**What to do:**
Find how many lines in the entries below carry the word "hawthorn" and answer with only that figure.

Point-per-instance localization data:
——————
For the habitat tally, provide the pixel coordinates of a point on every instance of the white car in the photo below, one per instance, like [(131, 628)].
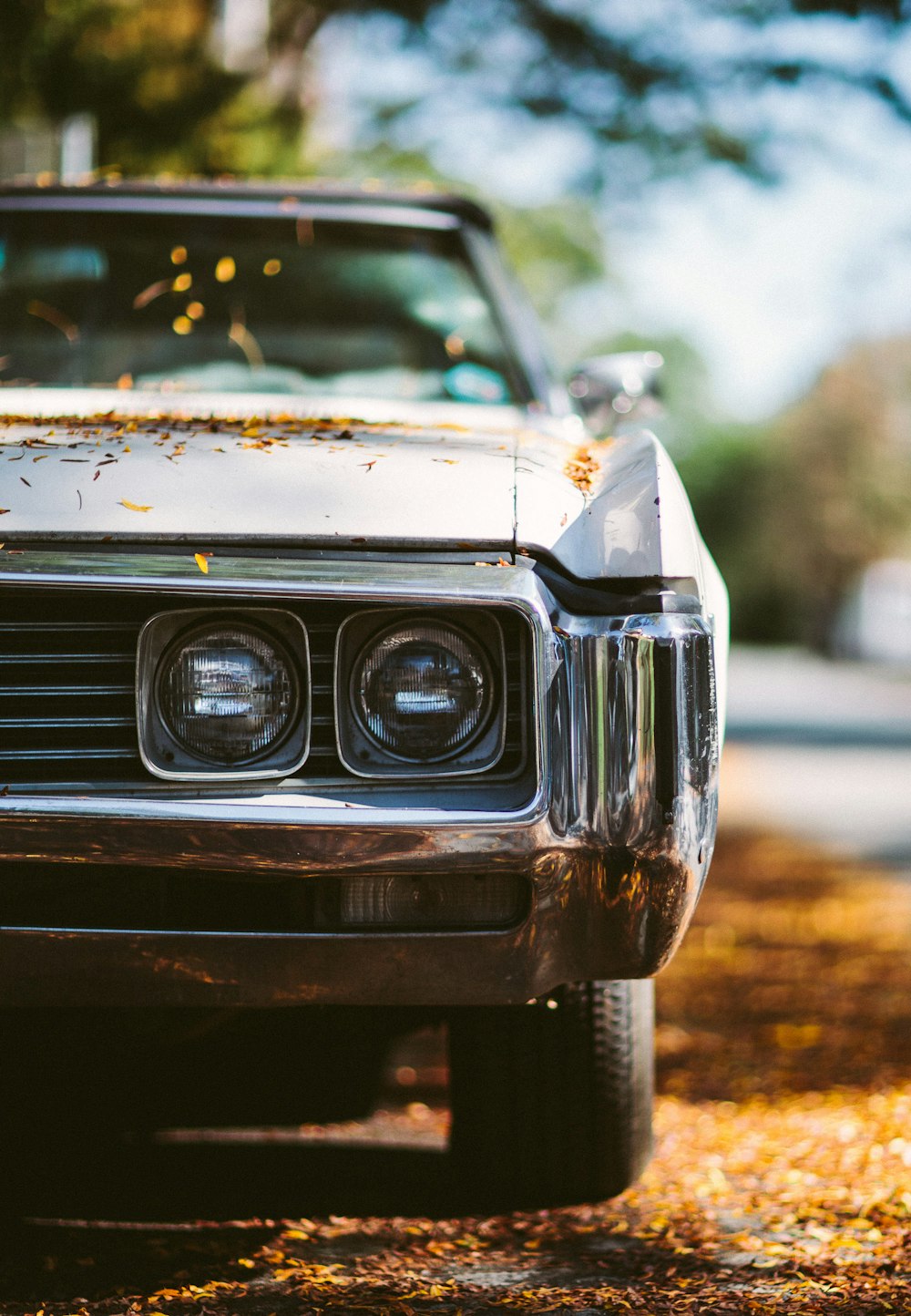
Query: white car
[(352, 676)]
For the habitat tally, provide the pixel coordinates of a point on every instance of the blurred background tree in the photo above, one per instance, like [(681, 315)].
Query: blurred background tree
[(795, 509)]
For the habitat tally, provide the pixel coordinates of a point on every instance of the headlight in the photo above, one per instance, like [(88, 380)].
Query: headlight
[(422, 691), (421, 694), (224, 696), (228, 694)]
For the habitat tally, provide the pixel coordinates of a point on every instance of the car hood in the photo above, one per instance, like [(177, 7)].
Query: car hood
[(198, 477)]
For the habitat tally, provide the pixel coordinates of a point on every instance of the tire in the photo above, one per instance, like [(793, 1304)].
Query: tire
[(552, 1102)]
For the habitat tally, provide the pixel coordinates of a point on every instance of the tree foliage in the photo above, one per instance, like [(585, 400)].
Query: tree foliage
[(685, 87), (795, 512)]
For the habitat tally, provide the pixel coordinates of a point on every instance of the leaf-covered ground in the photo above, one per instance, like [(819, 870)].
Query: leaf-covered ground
[(781, 1179)]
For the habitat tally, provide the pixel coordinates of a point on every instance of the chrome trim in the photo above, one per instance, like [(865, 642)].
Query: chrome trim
[(433, 770), (392, 215), (148, 666)]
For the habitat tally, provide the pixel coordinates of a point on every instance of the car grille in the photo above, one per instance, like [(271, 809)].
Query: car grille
[(67, 704)]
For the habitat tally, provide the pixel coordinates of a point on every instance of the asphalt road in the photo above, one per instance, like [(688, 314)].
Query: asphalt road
[(821, 750)]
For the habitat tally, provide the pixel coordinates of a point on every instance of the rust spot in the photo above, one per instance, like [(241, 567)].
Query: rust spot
[(581, 468)]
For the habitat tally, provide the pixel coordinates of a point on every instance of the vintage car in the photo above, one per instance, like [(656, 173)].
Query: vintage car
[(355, 675)]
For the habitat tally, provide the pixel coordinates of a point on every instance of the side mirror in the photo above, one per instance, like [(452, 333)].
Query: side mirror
[(613, 386)]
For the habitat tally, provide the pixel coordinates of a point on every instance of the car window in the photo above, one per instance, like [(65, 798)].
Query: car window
[(282, 305)]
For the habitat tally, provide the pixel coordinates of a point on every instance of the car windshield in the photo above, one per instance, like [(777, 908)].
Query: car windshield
[(279, 305)]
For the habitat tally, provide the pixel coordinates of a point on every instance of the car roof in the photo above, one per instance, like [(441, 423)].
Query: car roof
[(365, 201)]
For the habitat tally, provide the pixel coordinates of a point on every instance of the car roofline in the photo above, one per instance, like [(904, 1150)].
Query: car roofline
[(384, 203)]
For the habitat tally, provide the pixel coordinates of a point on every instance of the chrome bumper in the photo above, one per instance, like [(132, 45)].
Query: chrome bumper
[(616, 841)]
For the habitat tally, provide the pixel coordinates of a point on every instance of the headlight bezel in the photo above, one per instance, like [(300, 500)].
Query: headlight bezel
[(169, 758), (365, 757)]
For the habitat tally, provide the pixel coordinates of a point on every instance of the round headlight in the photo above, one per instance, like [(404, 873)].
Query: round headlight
[(422, 691), (228, 693)]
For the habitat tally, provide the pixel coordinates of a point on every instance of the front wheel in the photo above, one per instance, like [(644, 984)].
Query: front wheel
[(552, 1100)]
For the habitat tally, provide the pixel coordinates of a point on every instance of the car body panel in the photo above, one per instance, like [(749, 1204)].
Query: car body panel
[(255, 501)]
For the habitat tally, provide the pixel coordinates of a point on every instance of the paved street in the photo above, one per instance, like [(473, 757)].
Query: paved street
[(821, 750)]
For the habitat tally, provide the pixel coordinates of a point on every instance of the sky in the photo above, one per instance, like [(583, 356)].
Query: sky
[(769, 283)]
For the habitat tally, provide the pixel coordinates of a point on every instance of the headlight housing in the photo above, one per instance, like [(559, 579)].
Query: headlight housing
[(222, 695), (421, 695), (228, 694)]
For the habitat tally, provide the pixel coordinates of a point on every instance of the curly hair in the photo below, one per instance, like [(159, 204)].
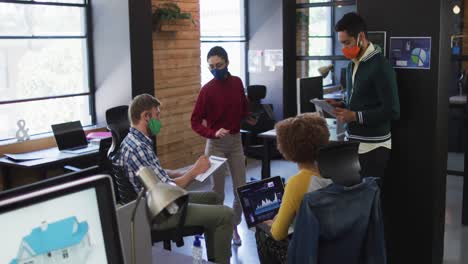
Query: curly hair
[(299, 138)]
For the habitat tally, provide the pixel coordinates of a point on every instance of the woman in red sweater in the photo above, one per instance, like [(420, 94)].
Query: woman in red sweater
[(223, 105)]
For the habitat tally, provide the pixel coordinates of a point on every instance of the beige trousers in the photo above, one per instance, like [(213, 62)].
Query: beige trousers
[(229, 147)]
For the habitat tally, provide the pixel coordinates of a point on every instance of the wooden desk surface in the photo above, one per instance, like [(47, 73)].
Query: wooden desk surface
[(47, 157), (271, 134)]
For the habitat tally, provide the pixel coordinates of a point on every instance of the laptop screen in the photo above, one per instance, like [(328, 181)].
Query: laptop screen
[(69, 135), (261, 200)]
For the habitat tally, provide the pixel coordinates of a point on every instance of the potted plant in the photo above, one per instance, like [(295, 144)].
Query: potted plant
[(169, 13)]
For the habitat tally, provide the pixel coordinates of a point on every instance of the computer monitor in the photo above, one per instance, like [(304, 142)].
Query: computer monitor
[(308, 89), (74, 222), (69, 135), (39, 185)]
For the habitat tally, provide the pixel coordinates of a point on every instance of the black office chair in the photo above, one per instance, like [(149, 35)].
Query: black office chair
[(126, 194), (339, 161), (118, 124), (253, 147)]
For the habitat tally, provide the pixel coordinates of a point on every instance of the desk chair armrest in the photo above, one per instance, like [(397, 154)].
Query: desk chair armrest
[(72, 168), (179, 237)]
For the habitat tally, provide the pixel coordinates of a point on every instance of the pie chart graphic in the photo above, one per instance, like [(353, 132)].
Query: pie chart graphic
[(418, 56)]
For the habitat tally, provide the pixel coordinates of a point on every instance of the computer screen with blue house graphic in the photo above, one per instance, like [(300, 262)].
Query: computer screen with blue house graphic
[(62, 230)]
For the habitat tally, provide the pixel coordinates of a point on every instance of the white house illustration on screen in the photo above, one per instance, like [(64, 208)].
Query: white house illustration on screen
[(65, 241)]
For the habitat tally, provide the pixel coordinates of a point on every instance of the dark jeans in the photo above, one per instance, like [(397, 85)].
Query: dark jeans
[(373, 163), (271, 251)]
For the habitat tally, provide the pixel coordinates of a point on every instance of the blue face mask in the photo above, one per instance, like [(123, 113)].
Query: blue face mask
[(219, 74)]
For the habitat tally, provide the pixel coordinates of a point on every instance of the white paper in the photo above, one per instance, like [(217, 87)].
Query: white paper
[(215, 164), (23, 156), (324, 106)]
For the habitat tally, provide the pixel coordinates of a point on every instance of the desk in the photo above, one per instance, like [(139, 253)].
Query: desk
[(52, 157), (270, 136), (164, 256)]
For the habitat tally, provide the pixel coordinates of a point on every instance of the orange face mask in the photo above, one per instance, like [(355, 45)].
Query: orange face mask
[(352, 52)]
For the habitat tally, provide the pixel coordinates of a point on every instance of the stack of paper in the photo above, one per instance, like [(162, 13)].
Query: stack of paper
[(215, 164)]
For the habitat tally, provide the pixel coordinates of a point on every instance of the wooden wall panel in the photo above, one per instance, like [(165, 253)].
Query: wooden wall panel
[(176, 56)]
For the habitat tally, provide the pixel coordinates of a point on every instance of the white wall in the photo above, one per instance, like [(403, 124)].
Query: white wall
[(111, 55)]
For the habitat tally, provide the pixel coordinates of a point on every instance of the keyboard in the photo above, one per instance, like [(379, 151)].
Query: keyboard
[(89, 148)]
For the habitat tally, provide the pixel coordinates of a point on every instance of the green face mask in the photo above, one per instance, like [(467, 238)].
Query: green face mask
[(154, 126)]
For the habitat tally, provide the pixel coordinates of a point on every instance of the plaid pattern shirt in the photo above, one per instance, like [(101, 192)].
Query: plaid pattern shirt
[(136, 152)]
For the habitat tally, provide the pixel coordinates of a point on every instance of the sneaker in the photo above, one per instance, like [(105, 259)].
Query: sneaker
[(236, 240)]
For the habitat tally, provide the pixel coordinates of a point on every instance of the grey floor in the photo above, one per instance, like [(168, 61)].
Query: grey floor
[(456, 236)]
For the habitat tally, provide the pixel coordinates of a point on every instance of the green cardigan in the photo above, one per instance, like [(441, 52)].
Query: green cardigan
[(374, 97)]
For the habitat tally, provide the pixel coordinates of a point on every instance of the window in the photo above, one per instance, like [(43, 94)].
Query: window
[(316, 42), (222, 23), (44, 65)]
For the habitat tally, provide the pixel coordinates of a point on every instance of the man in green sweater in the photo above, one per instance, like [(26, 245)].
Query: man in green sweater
[(371, 101)]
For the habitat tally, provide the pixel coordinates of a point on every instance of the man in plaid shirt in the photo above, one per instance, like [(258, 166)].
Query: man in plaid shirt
[(204, 208)]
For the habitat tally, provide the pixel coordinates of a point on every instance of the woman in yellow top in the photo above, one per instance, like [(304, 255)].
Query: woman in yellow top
[(299, 139)]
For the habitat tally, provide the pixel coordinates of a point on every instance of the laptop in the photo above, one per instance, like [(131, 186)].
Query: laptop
[(261, 200), (70, 138)]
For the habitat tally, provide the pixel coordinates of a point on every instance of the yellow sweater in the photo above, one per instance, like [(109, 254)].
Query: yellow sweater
[(297, 186)]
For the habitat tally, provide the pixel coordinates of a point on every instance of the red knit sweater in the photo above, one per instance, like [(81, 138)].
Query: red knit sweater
[(222, 103)]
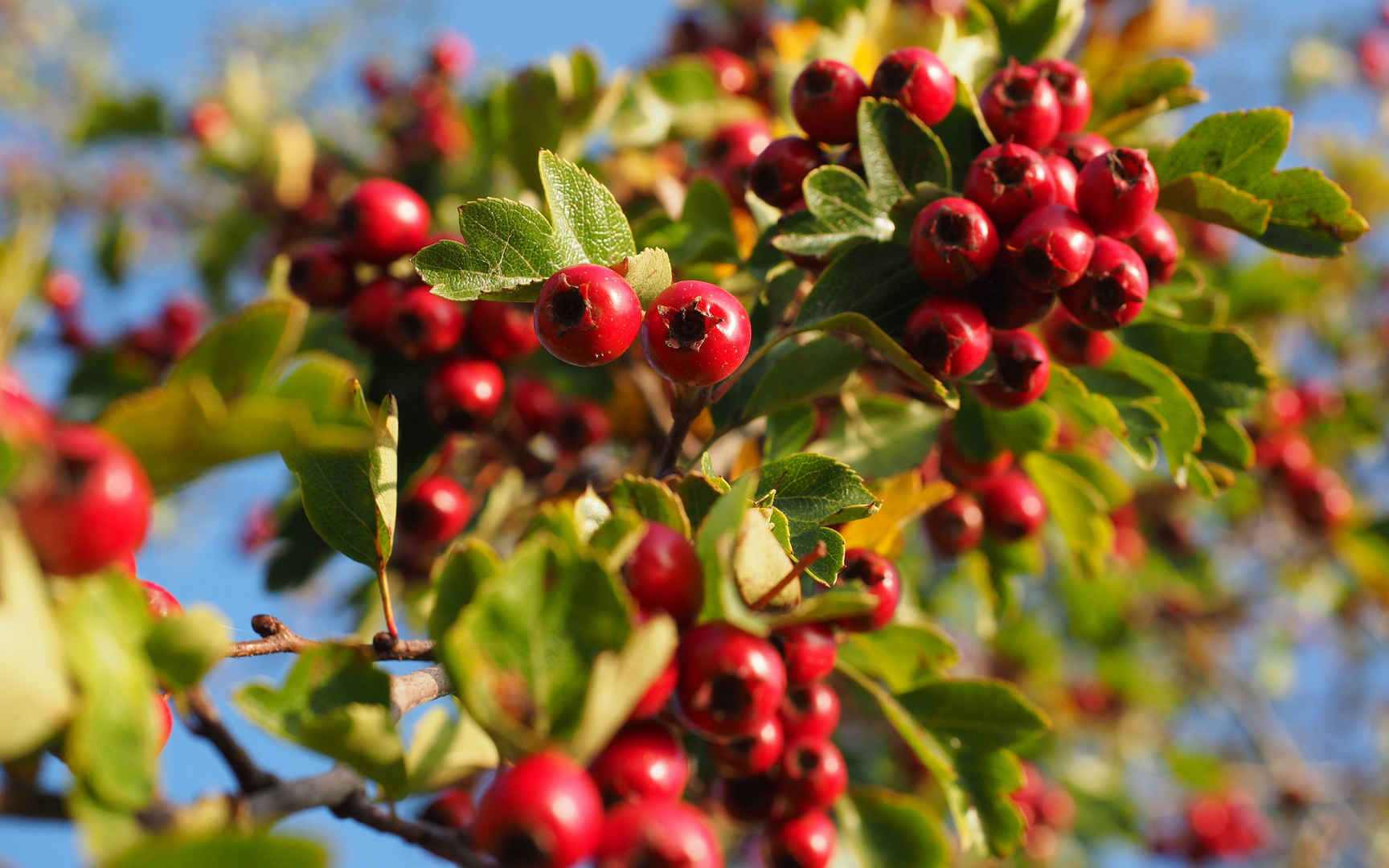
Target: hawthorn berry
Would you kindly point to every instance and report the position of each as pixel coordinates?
(826, 102)
(1112, 291)
(95, 507)
(542, 813)
(1021, 374)
(1117, 192)
(587, 316)
(694, 334)
(948, 337)
(1010, 181)
(780, 170)
(465, 393)
(920, 81)
(383, 219)
(953, 242)
(730, 682)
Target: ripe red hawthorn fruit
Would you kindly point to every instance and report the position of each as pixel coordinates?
(542, 812)
(383, 219)
(664, 575)
(1010, 181)
(953, 242)
(1021, 374)
(96, 507)
(776, 173)
(1020, 104)
(587, 316)
(465, 393)
(642, 761)
(878, 576)
(956, 524)
(826, 102)
(658, 833)
(730, 681)
(1117, 192)
(920, 81)
(1013, 507)
(1112, 291)
(694, 334)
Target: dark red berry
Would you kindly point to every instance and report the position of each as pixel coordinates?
(542, 813)
(1117, 192)
(826, 102)
(587, 316)
(948, 337)
(953, 242)
(730, 682)
(696, 334)
(920, 81)
(1112, 291)
(776, 173)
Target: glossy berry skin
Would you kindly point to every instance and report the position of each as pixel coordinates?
(1117, 192)
(730, 681)
(826, 102)
(587, 316)
(642, 761)
(1051, 249)
(500, 331)
(809, 652)
(465, 393)
(776, 173)
(953, 242)
(664, 575)
(1010, 181)
(96, 507)
(956, 524)
(1021, 106)
(1072, 92)
(658, 835)
(696, 334)
(543, 813)
(1112, 291)
(383, 219)
(435, 511)
(878, 576)
(1013, 507)
(948, 337)
(1022, 372)
(920, 81)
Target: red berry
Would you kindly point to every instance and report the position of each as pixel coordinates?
(776, 173)
(1112, 291)
(730, 682)
(96, 507)
(500, 331)
(1051, 248)
(956, 524)
(948, 337)
(1021, 106)
(878, 576)
(1010, 181)
(696, 334)
(1021, 374)
(1117, 192)
(587, 316)
(953, 242)
(465, 393)
(1013, 507)
(383, 219)
(642, 761)
(920, 81)
(1071, 91)
(826, 102)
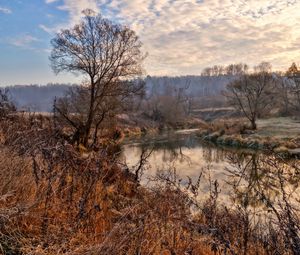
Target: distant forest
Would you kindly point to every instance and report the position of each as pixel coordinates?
(39, 98)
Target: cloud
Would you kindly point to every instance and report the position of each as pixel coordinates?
(24, 41)
(51, 1)
(184, 36)
(5, 10)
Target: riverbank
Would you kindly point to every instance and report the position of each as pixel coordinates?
(278, 135)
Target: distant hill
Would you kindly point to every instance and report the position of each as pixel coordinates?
(36, 98)
(40, 98)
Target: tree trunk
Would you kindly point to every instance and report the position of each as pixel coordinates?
(253, 124)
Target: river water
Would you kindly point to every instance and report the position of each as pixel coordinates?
(189, 156)
(243, 176)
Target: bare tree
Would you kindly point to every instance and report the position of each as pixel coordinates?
(108, 55)
(252, 94)
(293, 75)
(6, 104)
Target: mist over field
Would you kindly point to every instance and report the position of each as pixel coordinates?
(40, 98)
(149, 127)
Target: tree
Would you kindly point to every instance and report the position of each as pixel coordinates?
(252, 94)
(6, 104)
(293, 75)
(108, 55)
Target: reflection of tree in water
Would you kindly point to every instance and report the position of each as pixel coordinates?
(272, 184)
(172, 150)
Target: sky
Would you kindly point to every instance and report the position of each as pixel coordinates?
(181, 37)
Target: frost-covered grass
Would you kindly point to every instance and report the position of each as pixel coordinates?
(282, 127)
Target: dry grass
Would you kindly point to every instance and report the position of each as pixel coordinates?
(59, 199)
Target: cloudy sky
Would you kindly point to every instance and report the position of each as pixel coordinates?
(180, 36)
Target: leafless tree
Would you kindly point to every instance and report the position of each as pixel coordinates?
(6, 104)
(293, 75)
(109, 56)
(252, 94)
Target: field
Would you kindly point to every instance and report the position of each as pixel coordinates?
(283, 127)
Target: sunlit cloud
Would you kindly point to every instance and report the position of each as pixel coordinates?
(5, 10)
(184, 36)
(23, 41)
——————
**Answer below:**
2